→ Textauszug:

Alkoholabstinenz auch bei fortgeschrittener Leberzirrhose essenziell

Vollständige Alkoholkarenz gilt als Grundpfeiler in der Behandlung von Patient:innen mit alkoholbedingter Lebererkrankung. Ob diese Maßnahme die Prognose auch bei bereits fortgeschrittener Leberzirrhose noch verbessern kann, wurde bisher nicht ausreichend erforscht. Wissenschafter:innen der Universitätsklinik für Innere Medizin III von MedUni Wien und AKH Wien haben nun den Nachweis für die positiven Effekte der Alkoholabstinenz selbst in weit fortgeschrittenen Krankheitsstadien erbracht. Die Ergebnisse ihrer klinischen Studie wurden kürzlich im Fachjournal „Clinical Gastroenterology and Hepatology“ veröffentlicht.


Im Rahmen der Studie analysierte das Forschungsteam um Benedikt Hofer und Thomas Reiberger von der Klinischen Abteilung für Gastroenterologie und Hepatologie der Universitätsklinik für Innere Medizin III von MedUni Wien und AKH Wien den klinischen Verlauf von 320 Patient:innen mit alkoholbedingter Leberzirrhose. Dabei wurde nicht nur der Einfluss der Alkoholabstinenz, sondern auch die Auswirkung der portalen Hypertension untersucht. Portale Hypertension bezeichnet dabei den erhöhten Blutdruck in jenen Venen, die das Blut aus dem Magen-Darmtrakt zur Leber führen, und ist – neben anhaltendem Alkoholkonsum – maßgeblich für das Fortschreiten der Lebererkrankung verantwortlich.


Mit der Analyse beider Faktoren erzielten die Forscher:innen nun erstmals Erkenntnisse über den Effekt der Alkoholabstinenz bei fortgeschrittener Leberzirrhose in verschiedenen Stadien der portalen Hypertension. „Unsere Ergebnisse zeigen eindeutig, dass alle Patient:innen mit alkoholbedingter Leberzirrhose, die eine anhaltende Alkoholabstinenz einhalten, nicht nur signifikant seltener Komplikationen der Leberzirrhose erleiden, sondern auch deutlich länger leben – sogar bei ausgeprägter portaler Hypertension“, erklärt der Erstautor der Studie Benedikt Hofer.

→ Aufgaben:
- 1) Gib den Abschnitt aus dem Textauszug wieder, der mit den Worten „Mit der Analyse“ beginnt und mit „Studie Benedikt Hofer.“ endet. Tausche dabei „Komplikationen“ gegen „Folgeschäden“ aus.
- 2) Erkläre anhand des Textauszugs, wodurch die Forscher:innen erstmals Erkenntnisse über den Effekt der Alkoholabstinenz in verschiedenen Stadien der portalen Hypertension gewinnen konnten.
- 3) Fasse den Absatz des Textauszugs, der mit „Im Rahmen der Studie“ beginnt, als Liste mit den wichtigsten Angaben zusammen.
Die Zeilen haben mit dem Textauszug nichts zu tun.

→ Datenzeilen:
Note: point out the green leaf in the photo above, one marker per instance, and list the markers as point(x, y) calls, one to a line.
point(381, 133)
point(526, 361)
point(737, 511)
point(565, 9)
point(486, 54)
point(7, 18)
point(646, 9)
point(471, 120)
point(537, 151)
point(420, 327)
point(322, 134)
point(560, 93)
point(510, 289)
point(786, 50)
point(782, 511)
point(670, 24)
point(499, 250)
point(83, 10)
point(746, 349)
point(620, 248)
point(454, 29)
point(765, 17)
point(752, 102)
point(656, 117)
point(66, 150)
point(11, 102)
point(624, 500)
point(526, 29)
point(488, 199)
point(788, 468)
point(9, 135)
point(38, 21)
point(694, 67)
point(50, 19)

→ Lösungen:
- 1)
Mit der Analyse beider Faktoren erzielten die Forscher:innen nun erstmals Erkenntnisse über den Effekt der Alkoholabstinenz bei fortgeschrittener Leberzirrhose in verschiedenen Stadien der portalen Hypertension. „Unsere Ergebnisse zeigen eindeutig, dass alle Patient:innen mit alkoholbedingter Leberzirrhose, die eine anhaltende Alkoholabstinenz einhalten, nicht nur signifikant seltener Folgeschäden der Leberzirrhose erleiden, sondern auch deutlich länger leben – sogar bei ausgeprägter portaler Hypertension“, erklärt der Erstautor der Studie Benedikt Hofer.

- 2) Die Forscher:innen untersuchten bei 320 Patient:innen mit alkoholbedingter Leberzirrhose zwei Faktoren zugleich: den Einfluss der Alkoholabstinenz und die Auswirkung der portalen Hypertension. Erst diese Analyse beider Faktoren lieferte die neuen Erkenntnisse.

- 3)
- Forschungsteam: Benedikt Hofer und Thomas Reiberger, Klinische Abteilung für Gastroenterologie und Hepatologie der Universitätsklinik für Innere Medizin III von MedUni Wien und AKH Wien
- Untersucht: klinischer Verlauf von 320 Patient:innen mit alkoholbedingter Leberzirrhose
- Analysierte Faktoren: Einfluss der Alkoholabstinenz und Auswirkung der portalen Hypertension
- Portale Hypertension: erhöhter Blutdruck in den Venen, die Blut aus dem Magen-Darmtrakt zur Leber führen
- Bedeutung: neben anhaltendem Alkoholkonsum maßgeblich für das Fortschreiten der Lebererkrankung verantwortlich